■ What you will do ■
Filter the entries below, keeping every line that has the word "pipe".
*****
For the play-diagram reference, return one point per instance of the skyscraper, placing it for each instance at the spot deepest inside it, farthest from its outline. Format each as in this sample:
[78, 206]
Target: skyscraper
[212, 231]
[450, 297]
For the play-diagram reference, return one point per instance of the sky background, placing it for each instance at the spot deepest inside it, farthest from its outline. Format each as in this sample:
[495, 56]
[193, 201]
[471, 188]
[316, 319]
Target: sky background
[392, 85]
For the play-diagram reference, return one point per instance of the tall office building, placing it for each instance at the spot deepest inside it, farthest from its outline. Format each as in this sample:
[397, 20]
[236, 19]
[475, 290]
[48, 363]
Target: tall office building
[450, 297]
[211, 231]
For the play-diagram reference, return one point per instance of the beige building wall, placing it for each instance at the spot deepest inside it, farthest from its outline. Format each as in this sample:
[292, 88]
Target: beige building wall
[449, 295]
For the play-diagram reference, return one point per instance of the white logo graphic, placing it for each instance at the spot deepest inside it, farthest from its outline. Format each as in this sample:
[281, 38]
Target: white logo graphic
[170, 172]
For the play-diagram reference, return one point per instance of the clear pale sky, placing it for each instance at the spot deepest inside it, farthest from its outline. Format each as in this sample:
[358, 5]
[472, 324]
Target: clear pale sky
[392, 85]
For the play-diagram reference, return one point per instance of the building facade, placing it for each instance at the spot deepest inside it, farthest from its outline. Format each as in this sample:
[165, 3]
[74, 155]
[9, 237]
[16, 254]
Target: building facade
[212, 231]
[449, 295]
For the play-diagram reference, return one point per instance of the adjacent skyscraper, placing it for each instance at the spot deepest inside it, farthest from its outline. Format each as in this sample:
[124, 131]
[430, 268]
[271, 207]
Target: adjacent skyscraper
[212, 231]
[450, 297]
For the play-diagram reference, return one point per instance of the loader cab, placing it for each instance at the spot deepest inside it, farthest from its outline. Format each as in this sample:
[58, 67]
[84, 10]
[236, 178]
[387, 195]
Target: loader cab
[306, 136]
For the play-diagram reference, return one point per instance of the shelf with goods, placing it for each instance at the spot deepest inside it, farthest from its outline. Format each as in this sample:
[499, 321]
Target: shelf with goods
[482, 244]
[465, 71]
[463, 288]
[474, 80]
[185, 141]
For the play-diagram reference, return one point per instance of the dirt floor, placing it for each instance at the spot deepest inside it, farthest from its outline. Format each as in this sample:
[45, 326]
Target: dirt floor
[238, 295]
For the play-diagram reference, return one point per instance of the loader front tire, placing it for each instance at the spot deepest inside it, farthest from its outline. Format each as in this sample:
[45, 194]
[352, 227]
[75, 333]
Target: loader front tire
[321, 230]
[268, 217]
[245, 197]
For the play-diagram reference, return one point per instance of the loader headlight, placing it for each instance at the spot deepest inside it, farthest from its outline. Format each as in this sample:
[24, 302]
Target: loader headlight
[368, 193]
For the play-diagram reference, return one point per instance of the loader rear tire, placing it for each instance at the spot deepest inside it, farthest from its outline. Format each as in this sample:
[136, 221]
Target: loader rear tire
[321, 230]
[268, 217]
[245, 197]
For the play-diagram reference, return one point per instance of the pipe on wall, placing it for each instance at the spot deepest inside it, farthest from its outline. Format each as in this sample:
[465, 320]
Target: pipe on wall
*****
■ Exercise output ■
For the play-diagram reference, return one point per instance of the pipe on wall, placing it for each instance at the spot deepest inside it, farthest from its outline. Format each as in this sample:
Target: pipe on wall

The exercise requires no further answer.